── LESETEXT

Hier finden Sie die vollständigen Tagungsband.
Auf der Suche nach Wahrheit: Ausstellung über Exzesse von 1945-1946
Von Martina Schneibergová | Tschechischer Rundfunk 7, Radio Prag, 23. Mai 2006
Aussagen von Augenzeugen, Fotos, offizielle Berichte der Armeebefehlshaber und andere Archivdokumente sind in der Ausstellung zu sehen, die am vergangenen Freitag in Louny|Laun eröffnet wurde. Ohne zu kommentieren, dokumentiert sie Ereignisse aus den Jahren 1945-46, die sich an unterschiedlichen Orten Nordböhmens abspielten. Die an der deutschen Zivilbevölkerung verübten Gewalttaten werden meistens als „Exzesse“ bezeichnet. Martina Schneibergova nahm an der Vernissage teil.
Die Ausstellung über die Opfer der kommunistischen Gewalt im nordböhmischen Grenzgebiet wurde von Eduard Vacek vorbereitet, der in der Sektion für Dokumentation und Geschichte der tschechischen Gefängnisverwaltung arbeitet. Bei seiner Tätigkeit stieß er unter anderem auf Dokumente, die den Umgang mit Deutschen kurz nach dem Zweiten Weltkrieg beschreiben:
Als ich die Dokumente durchgelesen habe, war ich erschrocken, wie tief verwurzelt der so genannte tschechische „Gestapismus“ war. Ich versuchte, zu erfahren, wie das tschechoslowakische Parlament reagierte und wer darüber damals berichtet hat. Ich wollte mich nicht mit der politischen Frage befassen, ob die Deutschen weggehen sollten oder nicht, sondern es interessierte mich, wie es durchgeführt wurde. Denn das war am erschütterndsten.
InternierungslagerInternierungslager Ein Teil der Ausstellung konzentriert sich auf die Gewalttaten, die an den Deutschen in Postoloprty|Postelberg und in Žatec|Saaz verübt wurden. Es handelte sich damals nicht um spontane Racheakte, wie es oft gedeutet wird, sagt Vacek:
Das war wirklich kein Ausbruch des Volkszorns. Es handelte sich um gezielte Operationen, die militärisch gesteuert wurden. Der so genannte Verteidigungs- und Sicherheitsnachrichtendienst der tschechoslowakischen Armee hatte Kontakte zum russischen NKVD. Diese in der Sowjetunion geschulten Spezialisten, die mit der Armee von Ludvík Svoboda in die Tschechoslowakei kamen, organisierten alle Aktionen, die mit den Deutschen zusammenhingen. Es gab damals Journalisten, die darüber geschrieben haben, der Begriff des „Gestapismus“ wurde im Parlament diskutiert. In der Ausstellung kommentieren wir nicht die Ereignisse. Wir stellten nur die Dokumente zusammen, um dem Besucher die Vorstellung darüber zu vermitteln, wie es wirklich war.

────

AUFGABENSTELLUNG →
Geben Sie bitte den Abschnitt des Artikels über die Ausstellung wieder, der mit „Hier finden Sie“ beginnt und bis „der Vernissage teil.“ reicht, und ersetzen Sie darin „Vernissage“ durch „Eröffnung“. Die Daten stammen aus einer anderen Quelle.

── BEREITGESTELLTE DATEN

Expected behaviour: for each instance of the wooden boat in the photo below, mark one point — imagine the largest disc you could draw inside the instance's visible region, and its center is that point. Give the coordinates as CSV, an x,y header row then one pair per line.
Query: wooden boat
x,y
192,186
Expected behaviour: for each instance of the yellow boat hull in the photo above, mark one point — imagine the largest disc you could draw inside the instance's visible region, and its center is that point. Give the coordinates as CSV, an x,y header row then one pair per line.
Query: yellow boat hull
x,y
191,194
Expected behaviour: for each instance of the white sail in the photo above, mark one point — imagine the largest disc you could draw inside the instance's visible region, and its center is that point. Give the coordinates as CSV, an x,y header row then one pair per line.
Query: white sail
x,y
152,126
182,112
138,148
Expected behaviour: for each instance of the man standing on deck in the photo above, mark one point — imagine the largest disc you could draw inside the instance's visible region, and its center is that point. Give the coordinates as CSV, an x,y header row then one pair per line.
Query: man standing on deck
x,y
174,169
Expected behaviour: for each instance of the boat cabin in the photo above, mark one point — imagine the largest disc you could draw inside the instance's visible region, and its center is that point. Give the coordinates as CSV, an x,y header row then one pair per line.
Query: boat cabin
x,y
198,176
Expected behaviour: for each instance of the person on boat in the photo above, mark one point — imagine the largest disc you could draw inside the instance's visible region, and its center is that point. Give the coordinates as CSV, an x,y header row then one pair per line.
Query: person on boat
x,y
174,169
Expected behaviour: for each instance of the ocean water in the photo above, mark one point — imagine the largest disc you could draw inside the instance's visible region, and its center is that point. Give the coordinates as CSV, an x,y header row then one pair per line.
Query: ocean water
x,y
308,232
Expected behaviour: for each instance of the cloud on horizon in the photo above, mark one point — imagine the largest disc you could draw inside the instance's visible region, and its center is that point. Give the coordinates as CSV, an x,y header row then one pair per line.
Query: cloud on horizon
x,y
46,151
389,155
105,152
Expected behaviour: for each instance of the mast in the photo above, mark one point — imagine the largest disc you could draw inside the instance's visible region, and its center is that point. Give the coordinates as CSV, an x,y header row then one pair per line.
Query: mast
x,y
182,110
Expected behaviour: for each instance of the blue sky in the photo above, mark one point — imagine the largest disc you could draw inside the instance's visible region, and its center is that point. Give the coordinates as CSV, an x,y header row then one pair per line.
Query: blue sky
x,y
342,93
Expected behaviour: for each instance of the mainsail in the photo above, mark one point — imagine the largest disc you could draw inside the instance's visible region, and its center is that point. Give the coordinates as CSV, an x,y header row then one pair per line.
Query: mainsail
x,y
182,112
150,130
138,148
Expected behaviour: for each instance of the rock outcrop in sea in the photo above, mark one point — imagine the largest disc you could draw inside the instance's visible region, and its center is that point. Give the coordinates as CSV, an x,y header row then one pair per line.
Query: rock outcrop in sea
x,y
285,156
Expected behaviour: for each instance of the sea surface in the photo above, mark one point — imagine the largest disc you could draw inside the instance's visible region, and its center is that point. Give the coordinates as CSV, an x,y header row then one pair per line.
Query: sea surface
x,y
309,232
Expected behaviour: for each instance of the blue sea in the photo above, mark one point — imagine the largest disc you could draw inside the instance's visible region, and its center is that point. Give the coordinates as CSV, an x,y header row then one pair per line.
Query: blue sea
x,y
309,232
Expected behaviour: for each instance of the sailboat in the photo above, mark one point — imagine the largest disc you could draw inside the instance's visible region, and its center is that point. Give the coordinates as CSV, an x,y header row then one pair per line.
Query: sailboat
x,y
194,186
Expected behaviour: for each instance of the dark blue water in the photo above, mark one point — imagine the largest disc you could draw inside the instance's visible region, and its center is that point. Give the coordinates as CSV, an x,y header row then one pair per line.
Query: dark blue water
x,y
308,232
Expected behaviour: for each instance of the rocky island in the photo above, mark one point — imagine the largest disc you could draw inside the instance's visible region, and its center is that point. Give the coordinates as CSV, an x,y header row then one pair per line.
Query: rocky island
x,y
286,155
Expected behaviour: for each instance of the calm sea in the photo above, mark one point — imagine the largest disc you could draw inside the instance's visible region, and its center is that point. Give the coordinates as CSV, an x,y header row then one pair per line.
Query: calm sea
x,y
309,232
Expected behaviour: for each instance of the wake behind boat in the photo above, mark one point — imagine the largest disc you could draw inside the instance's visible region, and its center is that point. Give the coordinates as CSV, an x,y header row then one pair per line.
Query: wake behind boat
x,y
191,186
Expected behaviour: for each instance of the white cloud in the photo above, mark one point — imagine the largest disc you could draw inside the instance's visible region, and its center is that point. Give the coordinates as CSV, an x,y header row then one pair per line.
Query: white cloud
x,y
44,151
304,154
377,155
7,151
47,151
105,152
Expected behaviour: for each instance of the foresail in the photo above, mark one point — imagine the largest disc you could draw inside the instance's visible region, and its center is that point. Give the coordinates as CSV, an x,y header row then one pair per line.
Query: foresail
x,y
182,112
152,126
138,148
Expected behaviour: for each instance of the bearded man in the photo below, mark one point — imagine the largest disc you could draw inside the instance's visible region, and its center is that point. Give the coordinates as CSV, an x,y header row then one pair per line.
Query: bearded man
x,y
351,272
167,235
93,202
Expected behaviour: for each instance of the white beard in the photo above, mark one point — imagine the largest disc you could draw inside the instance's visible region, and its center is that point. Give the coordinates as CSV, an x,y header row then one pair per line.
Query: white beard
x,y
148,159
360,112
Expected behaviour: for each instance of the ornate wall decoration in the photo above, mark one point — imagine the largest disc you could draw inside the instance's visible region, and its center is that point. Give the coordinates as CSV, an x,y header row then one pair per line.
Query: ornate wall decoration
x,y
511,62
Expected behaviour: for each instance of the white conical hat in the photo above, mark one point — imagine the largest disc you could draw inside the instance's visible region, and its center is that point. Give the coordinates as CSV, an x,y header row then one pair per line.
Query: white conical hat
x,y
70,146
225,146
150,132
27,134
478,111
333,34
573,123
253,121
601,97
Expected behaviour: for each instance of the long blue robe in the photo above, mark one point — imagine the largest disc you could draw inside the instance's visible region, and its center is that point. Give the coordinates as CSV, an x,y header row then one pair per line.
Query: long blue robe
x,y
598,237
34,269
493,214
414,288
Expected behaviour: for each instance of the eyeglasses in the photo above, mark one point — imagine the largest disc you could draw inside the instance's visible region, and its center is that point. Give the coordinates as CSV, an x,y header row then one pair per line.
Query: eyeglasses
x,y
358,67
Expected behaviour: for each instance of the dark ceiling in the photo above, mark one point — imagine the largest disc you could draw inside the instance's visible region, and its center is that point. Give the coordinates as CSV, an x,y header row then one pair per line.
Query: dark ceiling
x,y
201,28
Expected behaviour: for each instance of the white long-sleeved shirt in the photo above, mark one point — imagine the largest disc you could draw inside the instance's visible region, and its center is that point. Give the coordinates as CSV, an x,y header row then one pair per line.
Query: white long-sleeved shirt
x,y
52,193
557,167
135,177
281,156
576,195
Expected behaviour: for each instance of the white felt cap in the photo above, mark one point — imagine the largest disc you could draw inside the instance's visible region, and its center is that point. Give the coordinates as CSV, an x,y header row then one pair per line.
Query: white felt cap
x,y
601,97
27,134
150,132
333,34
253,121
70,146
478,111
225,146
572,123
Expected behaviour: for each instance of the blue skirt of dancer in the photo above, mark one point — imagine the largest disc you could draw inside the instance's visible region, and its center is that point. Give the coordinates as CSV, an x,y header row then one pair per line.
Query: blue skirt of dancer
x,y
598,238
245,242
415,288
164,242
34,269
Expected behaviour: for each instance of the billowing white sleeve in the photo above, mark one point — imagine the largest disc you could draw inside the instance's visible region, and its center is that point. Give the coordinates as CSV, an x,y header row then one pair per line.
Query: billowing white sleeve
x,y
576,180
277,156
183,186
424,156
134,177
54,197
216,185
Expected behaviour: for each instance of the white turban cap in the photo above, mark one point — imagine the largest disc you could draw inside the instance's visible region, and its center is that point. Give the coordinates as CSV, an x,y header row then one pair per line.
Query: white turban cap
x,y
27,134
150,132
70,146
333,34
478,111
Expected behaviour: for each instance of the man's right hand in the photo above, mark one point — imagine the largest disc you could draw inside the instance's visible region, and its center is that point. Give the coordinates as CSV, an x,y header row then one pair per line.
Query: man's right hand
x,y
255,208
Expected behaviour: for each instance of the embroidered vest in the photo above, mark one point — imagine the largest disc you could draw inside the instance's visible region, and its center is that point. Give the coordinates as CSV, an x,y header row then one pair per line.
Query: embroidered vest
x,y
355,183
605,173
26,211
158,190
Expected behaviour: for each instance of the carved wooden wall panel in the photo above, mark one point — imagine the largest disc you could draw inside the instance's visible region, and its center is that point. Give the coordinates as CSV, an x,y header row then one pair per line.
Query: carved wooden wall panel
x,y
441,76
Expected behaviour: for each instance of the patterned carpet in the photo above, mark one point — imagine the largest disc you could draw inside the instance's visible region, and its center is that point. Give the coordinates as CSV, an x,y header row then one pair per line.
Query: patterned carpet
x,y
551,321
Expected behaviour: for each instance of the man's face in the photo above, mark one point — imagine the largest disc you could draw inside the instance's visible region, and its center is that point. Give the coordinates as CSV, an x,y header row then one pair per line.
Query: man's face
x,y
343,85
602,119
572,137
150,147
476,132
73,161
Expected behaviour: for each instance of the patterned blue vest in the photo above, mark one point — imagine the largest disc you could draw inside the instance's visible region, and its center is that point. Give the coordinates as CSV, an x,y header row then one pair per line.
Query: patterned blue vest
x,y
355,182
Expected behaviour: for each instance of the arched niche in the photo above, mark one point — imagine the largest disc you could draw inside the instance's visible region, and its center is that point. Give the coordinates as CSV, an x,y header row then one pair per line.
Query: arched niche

────

ERGEBNIS →
Hier finden Sie die vollständigen Tagungsband.
Auf der Suche nach Wahrheit: Ausstellung über Exzesse von 1945-1946
Von Martina Schneibergová | Tschechischer Rundfunk 7, Radio Prag, 23. Mai 2006
Aussagen von Augenzeugen, Fotos, offizielle Berichte der Armeebefehlshaber und andere Archivdokumente sind in der Ausstellung zu sehen, die am vergangenen Freitag in Louny|Laun eröffnet wurde. Ohne zu kommentieren, dokumentiert sie Ereignisse aus den Jahren 1945-46, die sich an unterschiedlichen Orten Nordböhmens abspielten. Die an der deutschen Zivilbevölkerung verübten Gewalttaten werden meistens als „Exzesse“ bezeichnet. Martina Schneibergova nahm an der Eröffnung teil.